Segment Start: DOCUMENT PASSAGE
Nevertheless, uniform “transparency” across all the nation's tracks would help Santa Anita's cause, he added.
“That for me would help level the playing field,” he said. “Santa Anita believes in transparency, which sometimes is to our own detriment. Some tracks choose not to report anything, including into the Equine Injury Database. This leads to the false narrative that they are completely safe when in reality this couldn't be further from the truth.”
Butler also said that some of the reforms at Santa Anita, like the 48-hour work notification rule, will be “looked at” for possible tweaks.
“Do I understand it's a pain in the ass for people? Absolutely,” he said. “But there's a lot to learn from this information. It's really valuable.”
Ultimately, “Santa Anita is a big old ship that takes a lot of turning,” Butler said. “A lot of these reforms haven't necessarily been good for the short-term business, but this is about the long-term responsibility for the sport. What do you want to be? Part of the solution or part of the problem?”
In the background are political headwinds that promise to blow with gusto this presidential election year. In January, state senator Bill Dodd introduced a “spot bill” with the loosely written objective of addressing “horse racing safety.” State senator Adam Gray is co-sponsor.
Segment End: DOCUMENT PASSAGE
Segment Start: ENTRIES PROVIDED
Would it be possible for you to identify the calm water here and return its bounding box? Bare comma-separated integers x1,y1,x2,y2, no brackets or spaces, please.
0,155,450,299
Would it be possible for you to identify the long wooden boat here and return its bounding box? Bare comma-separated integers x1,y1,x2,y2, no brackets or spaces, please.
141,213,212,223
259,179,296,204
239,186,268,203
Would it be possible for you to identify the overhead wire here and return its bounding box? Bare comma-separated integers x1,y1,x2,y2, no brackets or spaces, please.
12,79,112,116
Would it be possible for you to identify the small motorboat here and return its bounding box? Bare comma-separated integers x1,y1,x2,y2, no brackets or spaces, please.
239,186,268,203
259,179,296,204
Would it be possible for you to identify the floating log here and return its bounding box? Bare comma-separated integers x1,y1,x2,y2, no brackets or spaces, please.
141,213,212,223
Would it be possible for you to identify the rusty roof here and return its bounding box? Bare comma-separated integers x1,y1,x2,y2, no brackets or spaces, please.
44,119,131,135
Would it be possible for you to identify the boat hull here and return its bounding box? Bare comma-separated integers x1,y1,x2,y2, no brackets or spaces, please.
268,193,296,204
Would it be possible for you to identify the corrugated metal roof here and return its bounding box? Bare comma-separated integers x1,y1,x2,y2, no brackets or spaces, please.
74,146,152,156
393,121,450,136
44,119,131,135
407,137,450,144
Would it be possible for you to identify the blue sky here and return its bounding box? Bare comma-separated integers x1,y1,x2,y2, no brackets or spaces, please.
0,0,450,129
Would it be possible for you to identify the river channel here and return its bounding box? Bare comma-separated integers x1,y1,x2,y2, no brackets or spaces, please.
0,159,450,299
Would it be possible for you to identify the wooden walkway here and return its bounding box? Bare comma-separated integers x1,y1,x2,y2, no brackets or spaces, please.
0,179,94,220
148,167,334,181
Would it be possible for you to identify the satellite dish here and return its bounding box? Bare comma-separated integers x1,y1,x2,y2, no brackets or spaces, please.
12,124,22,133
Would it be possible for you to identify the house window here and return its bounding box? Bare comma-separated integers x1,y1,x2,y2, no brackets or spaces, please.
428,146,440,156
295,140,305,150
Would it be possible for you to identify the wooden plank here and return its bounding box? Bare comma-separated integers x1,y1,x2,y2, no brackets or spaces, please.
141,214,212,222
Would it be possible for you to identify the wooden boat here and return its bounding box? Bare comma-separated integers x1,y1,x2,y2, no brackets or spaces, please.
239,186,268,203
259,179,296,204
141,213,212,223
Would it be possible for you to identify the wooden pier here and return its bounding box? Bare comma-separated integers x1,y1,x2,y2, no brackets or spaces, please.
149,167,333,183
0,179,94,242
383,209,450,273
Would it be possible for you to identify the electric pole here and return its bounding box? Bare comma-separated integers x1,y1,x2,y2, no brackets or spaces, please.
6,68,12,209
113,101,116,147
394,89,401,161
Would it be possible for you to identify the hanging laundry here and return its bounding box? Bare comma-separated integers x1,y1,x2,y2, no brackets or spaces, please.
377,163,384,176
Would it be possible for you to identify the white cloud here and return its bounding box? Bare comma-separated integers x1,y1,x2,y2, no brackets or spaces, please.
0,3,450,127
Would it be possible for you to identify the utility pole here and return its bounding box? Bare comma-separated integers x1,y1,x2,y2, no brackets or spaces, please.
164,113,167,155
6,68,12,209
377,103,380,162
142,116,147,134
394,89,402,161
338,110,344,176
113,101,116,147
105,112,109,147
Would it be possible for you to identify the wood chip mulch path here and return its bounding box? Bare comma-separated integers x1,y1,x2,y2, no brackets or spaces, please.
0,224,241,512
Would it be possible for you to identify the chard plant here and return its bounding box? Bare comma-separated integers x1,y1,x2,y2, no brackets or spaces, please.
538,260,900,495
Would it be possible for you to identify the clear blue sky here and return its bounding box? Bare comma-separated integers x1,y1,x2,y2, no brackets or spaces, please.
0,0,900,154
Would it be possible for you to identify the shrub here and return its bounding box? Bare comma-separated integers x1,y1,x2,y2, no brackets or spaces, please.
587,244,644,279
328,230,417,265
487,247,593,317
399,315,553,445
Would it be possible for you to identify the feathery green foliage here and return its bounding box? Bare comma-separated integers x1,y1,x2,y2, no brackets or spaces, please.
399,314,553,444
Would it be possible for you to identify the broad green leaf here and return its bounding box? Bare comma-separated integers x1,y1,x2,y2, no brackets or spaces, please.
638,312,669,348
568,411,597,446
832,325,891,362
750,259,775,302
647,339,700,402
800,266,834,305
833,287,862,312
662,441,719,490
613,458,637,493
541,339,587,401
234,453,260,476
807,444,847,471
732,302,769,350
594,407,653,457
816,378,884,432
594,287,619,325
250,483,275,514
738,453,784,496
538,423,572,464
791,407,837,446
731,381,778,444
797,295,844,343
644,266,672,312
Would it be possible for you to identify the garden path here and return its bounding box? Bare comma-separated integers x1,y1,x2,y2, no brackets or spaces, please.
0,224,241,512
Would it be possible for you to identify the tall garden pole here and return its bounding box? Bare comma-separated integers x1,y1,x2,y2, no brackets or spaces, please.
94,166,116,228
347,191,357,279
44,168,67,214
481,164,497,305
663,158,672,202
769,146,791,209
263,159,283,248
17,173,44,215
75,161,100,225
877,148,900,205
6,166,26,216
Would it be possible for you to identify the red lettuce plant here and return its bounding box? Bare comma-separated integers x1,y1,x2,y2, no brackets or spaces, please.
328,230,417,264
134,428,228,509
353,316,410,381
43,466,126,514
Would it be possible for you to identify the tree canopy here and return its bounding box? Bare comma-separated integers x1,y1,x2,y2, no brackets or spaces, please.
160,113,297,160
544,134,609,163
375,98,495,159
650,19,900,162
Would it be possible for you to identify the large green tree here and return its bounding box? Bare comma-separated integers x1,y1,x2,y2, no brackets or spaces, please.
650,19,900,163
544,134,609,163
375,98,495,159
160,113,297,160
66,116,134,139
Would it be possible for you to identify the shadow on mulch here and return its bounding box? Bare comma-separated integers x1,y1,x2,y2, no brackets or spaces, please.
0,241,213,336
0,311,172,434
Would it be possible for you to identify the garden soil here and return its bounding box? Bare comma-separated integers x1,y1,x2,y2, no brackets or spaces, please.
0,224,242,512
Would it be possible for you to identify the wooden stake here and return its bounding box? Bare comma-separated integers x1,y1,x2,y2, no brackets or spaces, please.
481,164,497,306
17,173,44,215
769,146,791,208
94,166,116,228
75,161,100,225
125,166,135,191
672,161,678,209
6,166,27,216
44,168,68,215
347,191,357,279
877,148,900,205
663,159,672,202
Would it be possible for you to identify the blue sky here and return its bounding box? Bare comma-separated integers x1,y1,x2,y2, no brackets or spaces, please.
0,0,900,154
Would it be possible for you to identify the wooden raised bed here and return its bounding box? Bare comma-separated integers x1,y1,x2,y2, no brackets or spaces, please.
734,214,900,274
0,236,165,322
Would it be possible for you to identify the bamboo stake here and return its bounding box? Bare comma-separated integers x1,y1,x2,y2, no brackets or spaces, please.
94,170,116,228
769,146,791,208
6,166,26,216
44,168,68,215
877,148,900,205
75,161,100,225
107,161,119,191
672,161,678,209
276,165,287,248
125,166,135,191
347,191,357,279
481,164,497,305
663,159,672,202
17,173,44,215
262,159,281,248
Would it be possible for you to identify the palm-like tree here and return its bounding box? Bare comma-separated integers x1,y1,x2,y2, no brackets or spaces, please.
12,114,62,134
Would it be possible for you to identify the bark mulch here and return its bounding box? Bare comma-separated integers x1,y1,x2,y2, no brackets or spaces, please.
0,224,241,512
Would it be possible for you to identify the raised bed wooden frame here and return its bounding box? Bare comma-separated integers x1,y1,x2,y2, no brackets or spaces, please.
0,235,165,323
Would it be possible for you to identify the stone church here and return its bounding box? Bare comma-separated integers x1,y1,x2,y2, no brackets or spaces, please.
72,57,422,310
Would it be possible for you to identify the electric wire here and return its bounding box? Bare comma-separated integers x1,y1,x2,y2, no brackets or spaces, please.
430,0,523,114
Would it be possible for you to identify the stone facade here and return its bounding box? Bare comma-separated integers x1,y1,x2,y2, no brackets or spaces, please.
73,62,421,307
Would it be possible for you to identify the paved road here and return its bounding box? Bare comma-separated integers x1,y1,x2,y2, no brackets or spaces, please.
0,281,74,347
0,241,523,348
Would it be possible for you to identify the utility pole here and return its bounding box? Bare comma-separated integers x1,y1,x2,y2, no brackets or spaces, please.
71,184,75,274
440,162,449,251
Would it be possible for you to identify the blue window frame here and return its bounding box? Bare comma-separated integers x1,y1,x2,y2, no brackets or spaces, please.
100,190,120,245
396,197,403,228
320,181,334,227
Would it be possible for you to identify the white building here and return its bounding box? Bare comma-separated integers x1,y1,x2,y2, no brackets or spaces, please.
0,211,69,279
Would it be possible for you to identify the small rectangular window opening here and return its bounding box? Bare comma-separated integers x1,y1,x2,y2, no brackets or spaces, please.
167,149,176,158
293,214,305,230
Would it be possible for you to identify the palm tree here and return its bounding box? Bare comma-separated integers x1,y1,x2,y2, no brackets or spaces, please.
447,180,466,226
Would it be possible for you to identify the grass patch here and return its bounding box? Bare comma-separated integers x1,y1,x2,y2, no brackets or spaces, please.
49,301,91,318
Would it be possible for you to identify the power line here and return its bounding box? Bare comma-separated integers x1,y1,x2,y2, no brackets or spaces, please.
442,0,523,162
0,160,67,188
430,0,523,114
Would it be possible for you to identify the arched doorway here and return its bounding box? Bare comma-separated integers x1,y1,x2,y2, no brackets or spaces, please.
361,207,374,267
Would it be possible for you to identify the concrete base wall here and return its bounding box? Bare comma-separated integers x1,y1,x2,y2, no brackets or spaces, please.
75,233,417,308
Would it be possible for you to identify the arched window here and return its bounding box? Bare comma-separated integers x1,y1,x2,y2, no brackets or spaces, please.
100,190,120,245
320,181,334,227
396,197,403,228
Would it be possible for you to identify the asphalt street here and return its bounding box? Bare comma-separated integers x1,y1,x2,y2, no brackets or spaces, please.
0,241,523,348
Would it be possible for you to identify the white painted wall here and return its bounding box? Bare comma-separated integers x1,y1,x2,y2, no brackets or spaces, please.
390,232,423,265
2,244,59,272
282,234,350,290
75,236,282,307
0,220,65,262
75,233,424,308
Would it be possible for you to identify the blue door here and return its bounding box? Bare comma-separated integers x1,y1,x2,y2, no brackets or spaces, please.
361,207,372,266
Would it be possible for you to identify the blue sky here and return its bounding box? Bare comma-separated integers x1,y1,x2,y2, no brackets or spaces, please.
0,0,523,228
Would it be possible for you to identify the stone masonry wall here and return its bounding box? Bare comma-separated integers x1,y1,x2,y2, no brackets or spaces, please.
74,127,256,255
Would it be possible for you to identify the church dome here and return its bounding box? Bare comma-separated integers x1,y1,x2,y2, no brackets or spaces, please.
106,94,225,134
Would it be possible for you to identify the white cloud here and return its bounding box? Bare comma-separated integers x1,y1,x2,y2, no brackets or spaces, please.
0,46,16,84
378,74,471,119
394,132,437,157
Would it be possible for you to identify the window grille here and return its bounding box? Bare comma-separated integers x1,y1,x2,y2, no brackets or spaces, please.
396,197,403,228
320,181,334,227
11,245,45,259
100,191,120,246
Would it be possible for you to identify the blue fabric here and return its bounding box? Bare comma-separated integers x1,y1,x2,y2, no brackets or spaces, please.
Segment End: ENTRIES PROVIDED
From the Santa Anita passage, extract the wording from "In the background" up to and including "Gray is co-sponsor.", unchanged.

■ FINISHED TASK:
In the background are political headwinds that promise to blow with gusto this presidential election year. In January, state senator Bill Dodd introduced a “spot bill” with the loosely written objective of addressing “horse racing safety.” State senator Adam Gray is co-sponsor.